§ **SELECTED EXTRACT**
----
Marc Rivière born on December 4, 1969, in Rennes, in the (Ille-et-Vilaine, 35) department of France. Is a French pastry chef at Potel et Chabot, whose pastry shop sits Chaillot, in Paris. He was crowned World Pastry Champion with the French team in 2009.

Biography
Marc grew up in Rennes with his family, and it's with his grandmother Marguerite, a butcher, that he started cooking, including his first salted butter caramel crêpes. From the age of four, he showed intentions of becoming a baker.

He enrolled in baking classes at the Rennes  trade school under Monsieur Joli. After graduating, he got a summer job under Chef Serge Nabucet who passed onto him his love for the profession. He worked there for three summers.

Work experience
 1990 1994 - Pastry Commis under Chef Pierre Hermé at Fauchon in Paris.
----
§ **INFORMATION GIVEN**

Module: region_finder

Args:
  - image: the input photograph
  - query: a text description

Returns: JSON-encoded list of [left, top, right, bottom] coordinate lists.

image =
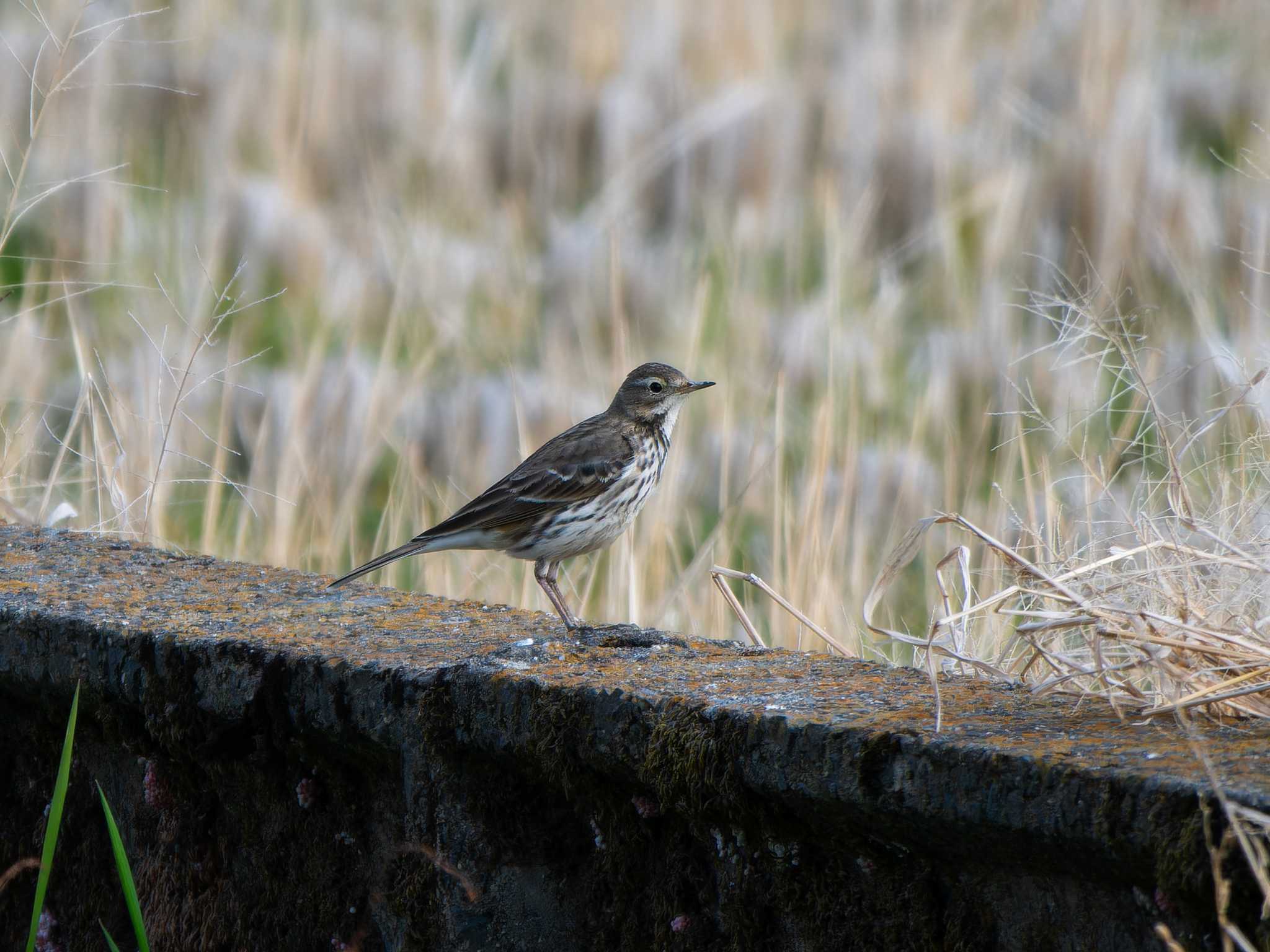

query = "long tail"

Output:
----
§ **EXERCISE INSTRUCTIONS**
(1) Answer these questions from the Marc Rivière biography:
(a) In what year did he win the World Pastry Champion title with the French team?
(b) Who taught the baking classes he took at the Rennes trade school?
(c) How many summers did he work under Chef Serge Nabucet?
(2) Output the passage of the Marc Rivière biography between "Marc Rivière born" and "becoming a baker.", inclusive.
(3) Resume the Marc Rivière biography, continuing from its final line.

§ **PER-TASK ANSWERS**
(1)
(a) 2009
(b) Monsieur Joli
(c) Three

(2)
Marc Rivière born on December 4, 1969, in Rennes, in the (Ille-et-Vilaine, 35) department of France. Is a French pastry chef at Potel et Chabot, whose pastry shop sits Chaillot, in Paris. He was crowned World Pastry Champion with the French team in 2009.

Biography
Marc grew up in Rennes with his family, and it's with his grandmother Marguerite, a butcher, that he started cooking, including his first salted butter caramel crêpes. From the age of four, he showed intentions of becoming a baker.

(3)
 1991 1994 - Dessert Chef de Partie, second in command under Chef Ralph Edeler at Harrod's, London.
 1992 1994 - Second in command under Chef Frédéric Gernez at Yves Thuriès, in Cordes-sur-ciel (81). 
 1994 - Pastry Chef at Fouquet's, Paris in France.
 1996 - Pastry Chef at Brigant(a caterer), now owned by Dalloyau.
 1999 - Sous Chef, then Pastry Chef at Potel et Chabot à Paris.

Contest
 1991 - 5th in the Charles Proust Junior Contest.
 1993 - 4th in the  Charles Proust Contest and Prize for Outstanding Taste.
 1994 - 3rd in the Mandarine Napoléon Contest and Prize for Outstanding Taste.
 2008 - Is selected to be part of the French Team for the World Pastry Cup 2009.
 2009 - World Pastry Champion with the French Team, also made up of Jérôme de Oliveira (captain) and Jérôme Langillier.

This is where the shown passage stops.